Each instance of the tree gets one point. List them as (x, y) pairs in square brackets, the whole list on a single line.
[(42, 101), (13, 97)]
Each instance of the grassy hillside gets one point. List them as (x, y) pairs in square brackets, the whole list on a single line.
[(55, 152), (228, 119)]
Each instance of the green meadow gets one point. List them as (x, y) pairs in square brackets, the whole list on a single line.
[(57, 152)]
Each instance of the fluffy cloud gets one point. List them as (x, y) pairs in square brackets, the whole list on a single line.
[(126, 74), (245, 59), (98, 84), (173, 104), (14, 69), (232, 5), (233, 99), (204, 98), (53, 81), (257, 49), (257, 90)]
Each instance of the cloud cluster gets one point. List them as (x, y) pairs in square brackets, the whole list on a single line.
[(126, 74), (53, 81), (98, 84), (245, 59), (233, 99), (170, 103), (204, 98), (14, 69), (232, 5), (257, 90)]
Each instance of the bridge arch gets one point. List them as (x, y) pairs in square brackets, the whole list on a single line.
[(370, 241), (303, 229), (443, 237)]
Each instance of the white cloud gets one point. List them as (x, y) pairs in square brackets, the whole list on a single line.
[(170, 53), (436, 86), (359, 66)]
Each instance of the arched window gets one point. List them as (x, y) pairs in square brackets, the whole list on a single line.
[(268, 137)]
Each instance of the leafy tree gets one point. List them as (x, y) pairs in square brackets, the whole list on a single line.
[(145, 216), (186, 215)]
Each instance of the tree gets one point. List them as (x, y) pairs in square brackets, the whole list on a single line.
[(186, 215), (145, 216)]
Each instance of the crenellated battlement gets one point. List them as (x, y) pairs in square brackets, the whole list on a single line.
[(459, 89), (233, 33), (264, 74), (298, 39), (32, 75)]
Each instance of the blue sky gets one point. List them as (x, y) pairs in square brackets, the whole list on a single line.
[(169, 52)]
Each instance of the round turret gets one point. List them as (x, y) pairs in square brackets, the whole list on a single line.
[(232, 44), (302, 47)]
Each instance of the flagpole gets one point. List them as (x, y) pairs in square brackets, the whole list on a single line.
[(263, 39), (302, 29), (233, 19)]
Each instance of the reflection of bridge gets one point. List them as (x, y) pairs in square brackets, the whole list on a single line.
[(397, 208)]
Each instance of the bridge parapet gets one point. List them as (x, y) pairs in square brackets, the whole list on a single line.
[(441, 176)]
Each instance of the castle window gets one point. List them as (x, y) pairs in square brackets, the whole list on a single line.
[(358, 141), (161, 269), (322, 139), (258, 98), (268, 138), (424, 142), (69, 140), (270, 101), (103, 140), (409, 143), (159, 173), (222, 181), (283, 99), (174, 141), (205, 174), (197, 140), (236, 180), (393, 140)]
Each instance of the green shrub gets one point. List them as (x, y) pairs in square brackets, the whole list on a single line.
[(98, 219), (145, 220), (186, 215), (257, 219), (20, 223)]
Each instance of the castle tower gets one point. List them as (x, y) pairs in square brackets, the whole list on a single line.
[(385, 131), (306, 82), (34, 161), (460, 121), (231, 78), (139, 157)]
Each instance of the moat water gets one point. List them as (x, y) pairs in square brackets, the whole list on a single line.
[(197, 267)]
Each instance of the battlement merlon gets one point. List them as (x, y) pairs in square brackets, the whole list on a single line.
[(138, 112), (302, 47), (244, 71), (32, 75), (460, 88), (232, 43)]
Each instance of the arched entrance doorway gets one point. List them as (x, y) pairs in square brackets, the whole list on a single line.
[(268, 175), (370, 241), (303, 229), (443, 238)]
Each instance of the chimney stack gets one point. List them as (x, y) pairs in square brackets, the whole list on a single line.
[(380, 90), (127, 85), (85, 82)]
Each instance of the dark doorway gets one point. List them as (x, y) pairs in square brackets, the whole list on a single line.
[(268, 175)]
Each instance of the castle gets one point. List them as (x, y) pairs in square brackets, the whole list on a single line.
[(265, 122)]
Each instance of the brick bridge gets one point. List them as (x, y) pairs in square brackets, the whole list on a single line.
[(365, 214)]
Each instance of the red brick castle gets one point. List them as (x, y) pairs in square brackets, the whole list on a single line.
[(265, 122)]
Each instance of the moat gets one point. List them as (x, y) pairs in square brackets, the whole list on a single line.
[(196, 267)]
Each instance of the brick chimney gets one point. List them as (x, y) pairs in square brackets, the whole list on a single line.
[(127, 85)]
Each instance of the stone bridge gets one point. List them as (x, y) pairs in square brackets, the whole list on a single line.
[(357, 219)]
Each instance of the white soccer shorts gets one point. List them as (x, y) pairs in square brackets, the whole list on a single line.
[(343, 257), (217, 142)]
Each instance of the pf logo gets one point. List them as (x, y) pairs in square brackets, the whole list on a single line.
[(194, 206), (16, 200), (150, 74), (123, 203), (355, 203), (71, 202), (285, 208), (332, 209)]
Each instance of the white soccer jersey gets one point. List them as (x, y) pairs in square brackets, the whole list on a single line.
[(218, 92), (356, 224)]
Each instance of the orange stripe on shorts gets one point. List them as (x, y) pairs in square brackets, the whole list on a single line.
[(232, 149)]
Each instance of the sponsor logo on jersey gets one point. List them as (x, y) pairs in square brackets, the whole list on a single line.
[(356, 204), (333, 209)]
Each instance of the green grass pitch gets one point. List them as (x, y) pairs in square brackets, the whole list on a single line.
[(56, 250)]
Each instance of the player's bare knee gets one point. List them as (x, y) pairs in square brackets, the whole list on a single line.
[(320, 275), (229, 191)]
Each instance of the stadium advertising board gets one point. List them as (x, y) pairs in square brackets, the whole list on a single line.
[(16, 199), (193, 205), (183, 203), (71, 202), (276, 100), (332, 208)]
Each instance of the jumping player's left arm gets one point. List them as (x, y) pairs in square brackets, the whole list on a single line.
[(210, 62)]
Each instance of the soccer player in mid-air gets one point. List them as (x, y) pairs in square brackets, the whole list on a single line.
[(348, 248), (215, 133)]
----------------------------------------
_Problem_
Repeat the whole listing word for word.

_Your response_
Each instance of the tree gets one point. List them as (x, y) pairs in square brackets, the whole list on a single line.
[(42, 101), (13, 97)]
Each instance of the grassy hillside gets one point. List them as (x, y) pairs in square brackets, the whole list on a single line.
[(55, 152), (228, 119)]
Each instance of the green meadow gets one point. List them as (x, y) pairs in square brackets, the whole list on a single line.
[(57, 152)]
Each instance of the fluffy cloud gets one point. List them as (x, y) pairs in square brackets, the whole list on a single line.
[(126, 74), (245, 59), (98, 84), (173, 104), (14, 69), (232, 5), (233, 99), (204, 98), (53, 81), (257, 49), (257, 90)]
Each instance of the cloud cluster gets one point. List them as (x, y) pairs in square brackets, the whole list on a single line.
[(126, 74), (53, 81), (98, 84), (245, 59), (233, 99), (170, 103), (204, 98), (14, 69), (232, 5), (257, 90)]
Each instance of the bridge arch gets one point. List them as (x, y) pairs in square brackets, the whole list on a single line.
[(370, 241), (303, 229), (443, 237)]
Each instance of the white cloud gets one point. List them as (x, y) pairs in square brackets, the whole list on a single line.
[(170, 53), (436, 86), (359, 66)]
Each instance of the arched window gets one point. List them as (x, y) pairs in square brackets, the whole list on a single line.
[(268, 137)]
Each instance of the leafy tree gets one point. List them as (x, y) pairs in square brackets, the whole list on a single line.
[(145, 216), (186, 215)]
Each instance of the tree gets one point. List them as (x, y) pairs in square brackets, the whole list on a single line.
[(186, 215), (145, 216)]
Each instance of the crenellated battlement gets one point. List them as (x, y) pairs in square brackets, the whole list on a single line.
[(459, 89), (233, 33), (264, 74), (298, 39), (32, 75)]
Each instance of the blue sky gets one point. List them as (x, y) pairs in square brackets, the whole list on a single line.
[(169, 52)]
Each instance of the round turret gets one point. List them as (x, y) pairs in square brackets, the whole list on a single line.
[(232, 44), (302, 47)]
Each instance of the flagpole gets one point. List them as (x, y) pairs in square brackets, the whole list on a single line.
[(263, 39), (302, 29), (233, 19)]
Each instance of the reflection of bridge gets one point. List them as (x, y) pairs in square brackets, the whole list on a single line.
[(397, 208)]
Each instance of the bridge parapet gets one point. List them as (x, y) pairs in square brackets, the whole list on a single line.
[(441, 176)]
Each instance of the castle window gets one point. List them as (x, y) pairs in square brackets, the whole list on a single line.
[(358, 141), (161, 269), (322, 139), (258, 98), (268, 138), (424, 142), (69, 140), (270, 101), (103, 140), (409, 143), (159, 173), (222, 181), (283, 99), (174, 141), (205, 174), (197, 140), (236, 180), (393, 140)]
Each instance of the green shrub gets one point. List them as (x, y) pairs in square brackets, the whole list on a single line.
[(98, 219), (145, 220), (186, 215), (257, 219), (20, 223)]
Each instance of the castle tower gets one point. List them as (x, y) pairs in square brackets, the whole list on a single line.
[(385, 131), (306, 82), (34, 161), (460, 121), (231, 78), (139, 157)]
Each instance of the moat water gets one point. List them as (x, y) pairs in square brackets, the whole list on a single line.
[(197, 267)]
Each instance of the battlement merlon gets one point. List them as (x, y) pairs in square brackets, the whole list on a single line.
[(138, 112), (302, 47), (244, 71), (32, 75), (460, 88), (232, 43)]
Each instance of the arched entrance doorway gets one point. List them as (x, y) pairs in square brackets, the whole list on a single line.
[(268, 175), (370, 241), (303, 229), (443, 238)]
Each instance of the chimney stack gets one point. List them as (x, y) pairs in square brackets, the whole list on a single line.
[(380, 90), (127, 85), (85, 82)]
Each instance of the dark doorway gets one point. List them as (x, y) pairs in square brackets, the whole list on a single line.
[(268, 175)]
Each instance of the castle gets one point. List them as (x, y) pairs in square brackets, the whole list on a single line.
[(265, 122)]
Each instance of the brick bridge gets one point. List them as (x, y) pairs in square brackets, the whole list on a single line.
[(365, 214)]
Each instance of the red brick castle gets one point. List them as (x, y) pairs in square brackets, the whole list on a single line.
[(265, 122)]
Each instance of the moat gets one point. List them as (x, y) pairs in square brackets, the whole list on a single line.
[(196, 267)]
Each instance of the brick chimney gets one point. List them as (x, y) pairs in square brackets, the whole list on a single line.
[(127, 85)]
Each instance of the stone bridge gets one point. List them as (x, y) pairs in square brackets, the whole list on a single line.
[(357, 219)]
Each instance of the white soccer shorts gets one point. List them as (x, y) pairs in square brackets, the whole list on a single line.
[(343, 257), (217, 142)]
Each instance of the pf logo gets one point. List them as (x, y) pairs in square brackets, the whole list on a single line.
[(194, 206), (16, 200), (150, 74), (123, 203), (355, 203), (71, 202), (285, 208), (332, 209)]
Each instance of the white soccer jersey gets one point. List them as (x, y) pairs in square brackets, the whole list on a single line.
[(218, 92), (356, 224)]
Each instance of the orange stripe on shorts gets one point. List them as (x, y) pairs in square brackets, the whole list on a single line.
[(232, 149)]
Each instance of the sponsor logo on jersey gets one point. List them as (x, y) pairs in square brackets, the whole list on a single line.
[(356, 204), (333, 209)]
Each instance of the green grass pitch gets one point. List them as (x, y) pairs in square brackets, the whole list on a single line.
[(56, 250)]
Each instance of the player's bare knee gets one point. List them as (x, y) pairs in square brackets, the whole list on a single line.
[(320, 275), (229, 191)]
Each instance of the stadium advertising board gets one point. List them as (x, y) pairs in square brackets, the whole list on a single line.
[(16, 199), (193, 205), (183, 203), (71, 202), (276, 100), (332, 208)]
Each instance of the jumping player's left arm gets one point. List them as (x, y) pairs in square brackets, the whole list on a single line.
[(210, 62)]
Each instance of the soccer player in mid-air gets one point. List them as (x, y) pairs in square brackets, the whole list on a single line.
[(348, 248), (215, 133)]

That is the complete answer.